> **PROBLEM DESCRIPTION**: Copy out the records below word for word, every line.

--- Start of EXTRACTED ENTRIES ---

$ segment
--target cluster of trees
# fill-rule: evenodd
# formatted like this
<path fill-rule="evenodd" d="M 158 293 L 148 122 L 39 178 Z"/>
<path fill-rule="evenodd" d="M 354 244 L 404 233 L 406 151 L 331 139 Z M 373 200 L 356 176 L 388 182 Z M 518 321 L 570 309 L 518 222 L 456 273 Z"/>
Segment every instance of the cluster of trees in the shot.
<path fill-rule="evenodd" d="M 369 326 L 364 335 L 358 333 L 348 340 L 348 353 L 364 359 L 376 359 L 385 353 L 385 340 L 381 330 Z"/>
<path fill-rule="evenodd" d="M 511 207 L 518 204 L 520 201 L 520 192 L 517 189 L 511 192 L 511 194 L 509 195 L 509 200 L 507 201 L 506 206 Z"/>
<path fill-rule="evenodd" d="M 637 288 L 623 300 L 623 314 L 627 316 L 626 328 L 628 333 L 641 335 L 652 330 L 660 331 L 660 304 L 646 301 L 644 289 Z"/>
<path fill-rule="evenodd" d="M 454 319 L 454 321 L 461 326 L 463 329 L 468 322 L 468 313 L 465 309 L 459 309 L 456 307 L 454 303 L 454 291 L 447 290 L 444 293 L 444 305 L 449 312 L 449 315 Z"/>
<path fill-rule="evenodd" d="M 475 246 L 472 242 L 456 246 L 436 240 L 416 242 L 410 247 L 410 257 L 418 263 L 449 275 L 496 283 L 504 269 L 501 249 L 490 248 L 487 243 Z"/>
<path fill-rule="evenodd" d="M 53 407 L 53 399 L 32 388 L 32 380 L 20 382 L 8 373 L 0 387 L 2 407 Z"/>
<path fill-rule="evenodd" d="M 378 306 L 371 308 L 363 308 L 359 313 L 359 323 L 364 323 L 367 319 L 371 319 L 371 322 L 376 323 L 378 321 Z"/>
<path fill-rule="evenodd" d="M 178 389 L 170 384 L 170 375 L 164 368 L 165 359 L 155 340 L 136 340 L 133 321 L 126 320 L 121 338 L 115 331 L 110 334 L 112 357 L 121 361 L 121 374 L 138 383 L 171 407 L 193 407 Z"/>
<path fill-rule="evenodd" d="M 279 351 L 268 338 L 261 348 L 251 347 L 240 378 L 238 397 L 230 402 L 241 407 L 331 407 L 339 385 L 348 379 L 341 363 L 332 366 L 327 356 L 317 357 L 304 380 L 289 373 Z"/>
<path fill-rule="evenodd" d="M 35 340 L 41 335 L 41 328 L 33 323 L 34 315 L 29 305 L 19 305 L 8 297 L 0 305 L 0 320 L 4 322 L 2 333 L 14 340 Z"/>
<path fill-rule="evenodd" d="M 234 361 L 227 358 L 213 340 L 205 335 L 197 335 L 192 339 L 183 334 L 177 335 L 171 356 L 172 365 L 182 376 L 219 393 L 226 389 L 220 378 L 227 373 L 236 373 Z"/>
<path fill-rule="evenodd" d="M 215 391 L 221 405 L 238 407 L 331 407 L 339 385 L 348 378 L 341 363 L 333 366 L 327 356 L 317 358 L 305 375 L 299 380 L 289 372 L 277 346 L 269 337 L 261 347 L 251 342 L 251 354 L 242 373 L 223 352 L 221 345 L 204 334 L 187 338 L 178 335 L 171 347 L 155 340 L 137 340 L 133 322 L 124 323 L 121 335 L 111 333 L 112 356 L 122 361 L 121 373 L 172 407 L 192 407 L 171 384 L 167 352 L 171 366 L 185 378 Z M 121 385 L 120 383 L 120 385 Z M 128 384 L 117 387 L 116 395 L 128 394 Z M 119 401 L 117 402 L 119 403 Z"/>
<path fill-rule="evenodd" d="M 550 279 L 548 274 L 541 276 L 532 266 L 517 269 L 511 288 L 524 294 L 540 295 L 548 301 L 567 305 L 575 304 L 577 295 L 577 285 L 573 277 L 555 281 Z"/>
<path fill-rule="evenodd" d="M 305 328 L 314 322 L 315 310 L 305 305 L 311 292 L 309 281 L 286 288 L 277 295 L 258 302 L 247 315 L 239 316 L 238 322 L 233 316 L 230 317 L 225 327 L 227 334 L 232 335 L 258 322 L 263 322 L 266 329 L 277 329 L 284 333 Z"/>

--- End of EXTRACTED ENTRIES ---

> **SOLUTION FOR THIS EXERCISE**:
$ segment
--target cluster of trees
# fill-rule: evenodd
# formatted like this
<path fill-rule="evenodd" d="M 158 293 L 148 122 L 39 178 Z"/>
<path fill-rule="evenodd" d="M 354 244 L 404 233 L 406 151 L 331 139 Z M 373 200 L 356 176 L 388 182 Z M 518 321 L 570 309 L 518 222 L 456 273 Z"/>
Segment every instance of the cluster of trees in the shot.
<path fill-rule="evenodd" d="M 369 326 L 364 335 L 358 333 L 348 340 L 348 353 L 364 359 L 376 359 L 385 353 L 385 340 L 381 330 Z"/>
<path fill-rule="evenodd" d="M 511 207 L 518 204 L 520 201 L 520 192 L 517 189 L 511 192 L 511 194 L 509 195 L 509 200 L 507 201 L 506 206 Z"/>
<path fill-rule="evenodd" d="M 637 288 L 623 300 L 623 314 L 627 316 L 626 328 L 628 333 L 641 335 L 652 330 L 660 331 L 660 304 L 646 301 L 644 289 Z"/>
<path fill-rule="evenodd" d="M 454 319 L 454 321 L 461 326 L 463 329 L 468 322 L 468 313 L 465 309 L 459 309 L 456 307 L 454 303 L 454 291 L 447 290 L 444 293 L 444 305 L 449 312 L 449 315 Z"/>
<path fill-rule="evenodd" d="M 475 246 L 472 242 L 456 246 L 436 240 L 416 242 L 410 247 L 410 257 L 418 263 L 449 275 L 496 283 L 504 269 L 501 249 L 490 248 L 487 243 Z"/>
<path fill-rule="evenodd" d="M 53 407 L 53 399 L 32 388 L 32 380 L 20 382 L 8 373 L 0 387 L 2 407 Z"/>
<path fill-rule="evenodd" d="M 378 306 L 371 308 L 363 308 L 359 313 L 359 323 L 364 323 L 367 319 L 371 319 L 371 322 L 376 323 L 378 321 Z"/>
<path fill-rule="evenodd" d="M 178 389 L 170 384 L 170 375 L 164 368 L 165 359 L 155 340 L 136 340 L 133 321 L 126 320 L 121 338 L 115 331 L 110 334 L 112 357 L 121 361 L 121 374 L 138 383 L 171 407 L 193 407 Z"/>
<path fill-rule="evenodd" d="M 279 351 L 268 338 L 261 348 L 251 347 L 240 378 L 238 397 L 230 402 L 241 407 L 331 407 L 339 385 L 348 379 L 341 363 L 332 366 L 327 356 L 317 357 L 304 380 L 289 373 Z"/>
<path fill-rule="evenodd" d="M 35 340 L 41 335 L 41 328 L 33 323 L 34 315 L 29 305 L 19 305 L 8 297 L 0 305 L 0 320 L 4 322 L 2 333 L 14 340 Z"/>
<path fill-rule="evenodd" d="M 234 361 L 227 358 L 213 340 L 205 335 L 197 335 L 192 339 L 183 334 L 177 335 L 171 356 L 172 365 L 182 376 L 219 393 L 226 389 L 220 378 L 227 373 L 236 373 Z"/>
<path fill-rule="evenodd" d="M 215 391 L 221 405 L 238 407 L 331 407 L 339 385 L 348 378 L 341 363 L 333 366 L 327 356 L 317 358 L 305 375 L 299 380 L 289 372 L 277 346 L 269 337 L 261 347 L 251 342 L 251 354 L 242 373 L 223 352 L 221 345 L 204 334 L 187 338 L 178 335 L 171 347 L 155 340 L 137 340 L 133 322 L 124 323 L 121 335 L 111 333 L 112 356 L 122 361 L 121 373 L 172 407 L 192 407 L 171 384 L 167 352 L 171 366 L 185 378 Z M 121 385 L 120 383 L 120 385 Z M 128 384 L 117 387 L 116 395 L 128 394 Z M 119 401 L 117 402 L 119 403 Z"/>
<path fill-rule="evenodd" d="M 550 279 L 548 274 L 541 276 L 532 266 L 517 269 L 511 288 L 524 294 L 540 295 L 548 301 L 567 305 L 575 304 L 577 295 L 577 285 L 573 277 L 555 281 Z"/>
<path fill-rule="evenodd" d="M 305 328 L 314 322 L 315 310 L 305 305 L 311 292 L 309 281 L 286 288 L 277 295 L 258 302 L 247 315 L 239 316 L 238 322 L 233 316 L 230 317 L 225 327 L 227 334 L 232 335 L 258 322 L 263 322 L 266 329 L 277 329 L 284 333 Z"/>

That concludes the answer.